Required task: Rescale the point coordinates in the answers, starting at the line that contains "Where can you see the elephant's" and ending with the last of the items. Multiply each coordinate by 1.45, round it to a whole number (halves up), and write out only those lines, with each item's wording unchanged.

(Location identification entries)
(begin)
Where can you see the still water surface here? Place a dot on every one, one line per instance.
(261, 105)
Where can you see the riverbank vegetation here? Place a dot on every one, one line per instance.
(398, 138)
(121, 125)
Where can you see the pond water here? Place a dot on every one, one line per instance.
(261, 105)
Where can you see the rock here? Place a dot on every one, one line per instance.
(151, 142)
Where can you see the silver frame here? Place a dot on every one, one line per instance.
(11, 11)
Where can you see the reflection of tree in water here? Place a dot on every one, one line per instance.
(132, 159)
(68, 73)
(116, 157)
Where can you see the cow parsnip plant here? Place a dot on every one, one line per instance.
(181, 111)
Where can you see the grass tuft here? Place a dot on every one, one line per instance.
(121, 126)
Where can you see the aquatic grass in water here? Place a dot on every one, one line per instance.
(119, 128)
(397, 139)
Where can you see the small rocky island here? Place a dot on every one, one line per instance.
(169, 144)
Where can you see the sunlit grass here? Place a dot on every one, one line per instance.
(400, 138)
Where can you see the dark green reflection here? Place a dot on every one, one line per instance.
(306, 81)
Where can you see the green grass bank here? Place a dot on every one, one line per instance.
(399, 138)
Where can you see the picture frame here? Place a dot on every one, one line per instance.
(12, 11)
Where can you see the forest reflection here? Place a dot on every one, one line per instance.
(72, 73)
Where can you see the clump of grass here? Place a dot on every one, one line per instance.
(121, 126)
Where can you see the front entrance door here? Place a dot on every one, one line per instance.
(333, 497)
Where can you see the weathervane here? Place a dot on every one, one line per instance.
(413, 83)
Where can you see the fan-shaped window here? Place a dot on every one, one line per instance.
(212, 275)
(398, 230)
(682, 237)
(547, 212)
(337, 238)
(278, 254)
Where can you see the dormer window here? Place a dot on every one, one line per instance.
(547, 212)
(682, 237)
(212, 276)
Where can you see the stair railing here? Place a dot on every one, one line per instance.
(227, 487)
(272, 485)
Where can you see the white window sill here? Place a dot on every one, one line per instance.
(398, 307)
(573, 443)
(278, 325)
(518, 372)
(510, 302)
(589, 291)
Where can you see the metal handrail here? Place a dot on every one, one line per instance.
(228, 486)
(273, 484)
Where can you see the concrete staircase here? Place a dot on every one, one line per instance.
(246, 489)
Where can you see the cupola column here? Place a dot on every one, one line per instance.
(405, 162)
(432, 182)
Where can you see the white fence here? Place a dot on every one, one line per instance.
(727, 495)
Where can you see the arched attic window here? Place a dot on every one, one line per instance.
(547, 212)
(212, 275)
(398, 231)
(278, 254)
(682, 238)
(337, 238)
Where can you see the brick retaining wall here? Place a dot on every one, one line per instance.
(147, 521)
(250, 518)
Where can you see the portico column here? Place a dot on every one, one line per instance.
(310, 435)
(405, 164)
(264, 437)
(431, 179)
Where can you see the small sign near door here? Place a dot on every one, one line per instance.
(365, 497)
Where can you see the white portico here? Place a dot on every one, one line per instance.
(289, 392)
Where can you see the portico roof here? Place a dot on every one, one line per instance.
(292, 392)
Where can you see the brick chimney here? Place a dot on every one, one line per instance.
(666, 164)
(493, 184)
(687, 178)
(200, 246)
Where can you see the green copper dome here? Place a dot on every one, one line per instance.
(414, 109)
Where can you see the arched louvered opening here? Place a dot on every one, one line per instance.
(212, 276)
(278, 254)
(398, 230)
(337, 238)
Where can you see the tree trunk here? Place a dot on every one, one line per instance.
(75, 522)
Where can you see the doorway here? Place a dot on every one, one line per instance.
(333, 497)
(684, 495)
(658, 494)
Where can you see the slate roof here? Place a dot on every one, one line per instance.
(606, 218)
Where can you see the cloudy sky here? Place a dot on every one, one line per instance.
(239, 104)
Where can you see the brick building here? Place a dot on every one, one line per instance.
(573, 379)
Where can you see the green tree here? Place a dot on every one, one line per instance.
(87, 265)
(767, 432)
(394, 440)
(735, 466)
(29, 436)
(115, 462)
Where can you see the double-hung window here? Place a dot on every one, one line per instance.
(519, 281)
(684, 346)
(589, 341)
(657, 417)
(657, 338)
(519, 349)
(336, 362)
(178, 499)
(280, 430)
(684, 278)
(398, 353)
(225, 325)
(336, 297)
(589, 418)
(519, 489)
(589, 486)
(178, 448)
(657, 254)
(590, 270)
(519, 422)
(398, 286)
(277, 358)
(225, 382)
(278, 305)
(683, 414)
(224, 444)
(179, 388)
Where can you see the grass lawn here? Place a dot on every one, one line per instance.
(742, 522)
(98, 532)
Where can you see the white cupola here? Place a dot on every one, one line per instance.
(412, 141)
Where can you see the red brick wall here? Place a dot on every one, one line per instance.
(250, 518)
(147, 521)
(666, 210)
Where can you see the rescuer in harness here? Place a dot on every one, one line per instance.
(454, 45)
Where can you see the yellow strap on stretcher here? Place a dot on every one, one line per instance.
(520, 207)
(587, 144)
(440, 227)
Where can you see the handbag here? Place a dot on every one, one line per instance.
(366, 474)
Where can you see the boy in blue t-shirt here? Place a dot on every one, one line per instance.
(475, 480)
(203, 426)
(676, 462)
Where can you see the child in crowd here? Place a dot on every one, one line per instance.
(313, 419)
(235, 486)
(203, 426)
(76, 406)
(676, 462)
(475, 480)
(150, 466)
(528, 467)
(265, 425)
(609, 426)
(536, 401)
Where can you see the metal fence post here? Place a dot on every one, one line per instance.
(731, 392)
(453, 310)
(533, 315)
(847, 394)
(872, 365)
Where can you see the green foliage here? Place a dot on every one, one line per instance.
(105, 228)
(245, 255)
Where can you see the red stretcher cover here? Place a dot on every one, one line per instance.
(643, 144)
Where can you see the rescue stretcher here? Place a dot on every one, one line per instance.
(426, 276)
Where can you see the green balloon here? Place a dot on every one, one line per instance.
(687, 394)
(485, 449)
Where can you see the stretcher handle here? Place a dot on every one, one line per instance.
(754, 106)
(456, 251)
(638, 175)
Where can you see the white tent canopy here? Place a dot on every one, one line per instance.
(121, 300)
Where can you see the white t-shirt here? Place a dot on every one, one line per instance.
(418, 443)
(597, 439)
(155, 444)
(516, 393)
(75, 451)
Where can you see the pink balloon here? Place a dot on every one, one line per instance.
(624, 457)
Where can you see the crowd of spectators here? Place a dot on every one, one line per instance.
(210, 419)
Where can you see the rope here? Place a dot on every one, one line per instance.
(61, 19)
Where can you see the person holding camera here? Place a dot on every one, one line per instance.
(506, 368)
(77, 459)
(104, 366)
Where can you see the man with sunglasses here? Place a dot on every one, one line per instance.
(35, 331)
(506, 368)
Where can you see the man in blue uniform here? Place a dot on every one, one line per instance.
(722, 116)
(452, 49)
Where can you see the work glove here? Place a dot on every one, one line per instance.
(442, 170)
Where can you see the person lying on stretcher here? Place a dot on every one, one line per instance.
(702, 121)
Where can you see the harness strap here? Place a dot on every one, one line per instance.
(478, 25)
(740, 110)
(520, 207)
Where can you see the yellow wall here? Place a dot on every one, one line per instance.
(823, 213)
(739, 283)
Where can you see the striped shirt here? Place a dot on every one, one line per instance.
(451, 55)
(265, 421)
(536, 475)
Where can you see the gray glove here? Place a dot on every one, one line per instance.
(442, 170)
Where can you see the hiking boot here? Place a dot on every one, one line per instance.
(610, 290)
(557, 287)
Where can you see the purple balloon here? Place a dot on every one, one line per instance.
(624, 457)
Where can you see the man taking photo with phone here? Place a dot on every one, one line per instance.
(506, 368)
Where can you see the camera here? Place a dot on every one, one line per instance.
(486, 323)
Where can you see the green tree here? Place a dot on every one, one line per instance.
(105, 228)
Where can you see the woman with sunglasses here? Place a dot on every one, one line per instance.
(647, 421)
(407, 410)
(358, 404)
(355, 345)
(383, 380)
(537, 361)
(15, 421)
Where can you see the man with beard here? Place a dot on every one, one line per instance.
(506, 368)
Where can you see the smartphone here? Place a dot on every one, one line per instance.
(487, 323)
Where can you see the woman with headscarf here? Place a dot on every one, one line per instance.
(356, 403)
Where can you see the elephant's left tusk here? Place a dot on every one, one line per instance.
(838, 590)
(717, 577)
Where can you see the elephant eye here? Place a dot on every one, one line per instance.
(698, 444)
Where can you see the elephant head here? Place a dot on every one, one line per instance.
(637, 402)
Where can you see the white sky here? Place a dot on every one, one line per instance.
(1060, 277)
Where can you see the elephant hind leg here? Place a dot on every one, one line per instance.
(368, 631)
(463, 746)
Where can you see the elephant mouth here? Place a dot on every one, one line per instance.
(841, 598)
(end)
Solution:
Where can you see the elephant's left tusk here? Place a dot on every one, one line per instance.
(1215, 856)
(1040, 837)
Where can you see the elephant eye here? Place a dot on every one, one line per instance.
(1012, 644)
Where can you see the elephant head here? Place a dot on every one, one line per instance.
(924, 583)
Where can you see the white sky here? Place a dot on every one, one line per instance.
(1537, 402)
Where can you see the elephant hind leg here? Place a dot on every one, one line per instance.
(534, 915)
(671, 1082)
Where can you see the elephant mouth here? Place a dot on every one, one line per instance.
(1219, 867)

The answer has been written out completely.